◆ **What the task requires**
Please restate each entry exactly, without skipping any.
╔══
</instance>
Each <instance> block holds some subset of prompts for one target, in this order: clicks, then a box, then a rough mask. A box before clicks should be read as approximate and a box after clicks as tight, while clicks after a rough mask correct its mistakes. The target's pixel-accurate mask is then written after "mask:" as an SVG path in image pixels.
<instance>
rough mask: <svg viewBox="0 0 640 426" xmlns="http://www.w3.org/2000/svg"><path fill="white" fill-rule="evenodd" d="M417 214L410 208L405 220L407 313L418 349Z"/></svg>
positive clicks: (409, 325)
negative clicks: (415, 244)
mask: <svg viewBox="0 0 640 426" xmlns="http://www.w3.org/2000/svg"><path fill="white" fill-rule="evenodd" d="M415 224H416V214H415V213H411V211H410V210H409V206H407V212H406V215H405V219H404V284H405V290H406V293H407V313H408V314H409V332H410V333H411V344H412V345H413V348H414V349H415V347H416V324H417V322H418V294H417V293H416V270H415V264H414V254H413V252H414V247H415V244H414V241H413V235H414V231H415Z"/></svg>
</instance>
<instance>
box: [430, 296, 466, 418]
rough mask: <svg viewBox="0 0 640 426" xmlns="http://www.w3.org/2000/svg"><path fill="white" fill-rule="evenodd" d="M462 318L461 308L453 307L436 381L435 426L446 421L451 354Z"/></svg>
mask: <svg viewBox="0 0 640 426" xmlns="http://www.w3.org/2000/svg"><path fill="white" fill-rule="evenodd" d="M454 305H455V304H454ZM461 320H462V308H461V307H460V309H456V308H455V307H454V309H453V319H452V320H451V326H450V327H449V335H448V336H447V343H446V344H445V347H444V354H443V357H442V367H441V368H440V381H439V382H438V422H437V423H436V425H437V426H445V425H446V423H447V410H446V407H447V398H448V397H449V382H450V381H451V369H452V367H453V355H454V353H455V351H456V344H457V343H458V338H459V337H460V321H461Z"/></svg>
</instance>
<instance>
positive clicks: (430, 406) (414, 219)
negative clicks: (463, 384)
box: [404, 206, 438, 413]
╚══
◆ **Response to this exercise**
</instance>
Each <instance> block holds some subset of prompts for one target, in this order: clicks, then a box, then a rough mask. A box before clicks should be read as approximate and a box after clicks as tight, while clicks after a rough mask correct its mistakes. The target's pixel-accurate mask is then written after "mask:" as an SVG path in image pixels.
<instance>
rough mask: <svg viewBox="0 0 640 426" xmlns="http://www.w3.org/2000/svg"><path fill="white" fill-rule="evenodd" d="M417 214L410 208L405 220L407 313L418 349Z"/></svg>
positive clicks: (409, 325)
negative clicks: (415, 244)
mask: <svg viewBox="0 0 640 426" xmlns="http://www.w3.org/2000/svg"><path fill="white" fill-rule="evenodd" d="M415 224H416V214H415V213H411V211H410V210H409V206H407V212H406V215H405V219H404V284H405V290H406V293H407V313H408V314H409V332H410V333H411V344H412V345H413V348H414V349H415V347H416V324H417V322H418V294H417V293H416V270H415V264H414V254H413V252H414V247H415V244H414V241H413V235H414V231H415Z"/></svg>
</instance>
<instance>
box: [430, 296, 466, 418]
rough mask: <svg viewBox="0 0 640 426" xmlns="http://www.w3.org/2000/svg"><path fill="white" fill-rule="evenodd" d="M462 318L461 308L453 307L436 381L435 426L446 421L451 354Z"/></svg>
mask: <svg viewBox="0 0 640 426" xmlns="http://www.w3.org/2000/svg"><path fill="white" fill-rule="evenodd" d="M454 305H455V304H454ZM461 320H462V308H461V307H460V309H456V308H455V307H454V309H453V319H452V320H451V326H450V327H449V335H448V336H447V343H446V344H445V347H444V354H443V357H442V367H441V368H440V381H439V382H438V422H437V423H436V425H437V426H445V425H446V423H447V410H446V407H447V398H448V397H449V382H450V381H451V369H452V367H453V355H454V353H455V351H456V344H457V343H458V338H459V337H460V321H461Z"/></svg>
</instance>
<instance>
positive clicks: (430, 406) (414, 219)
negative clicks: (463, 384)
box: [404, 206, 438, 413]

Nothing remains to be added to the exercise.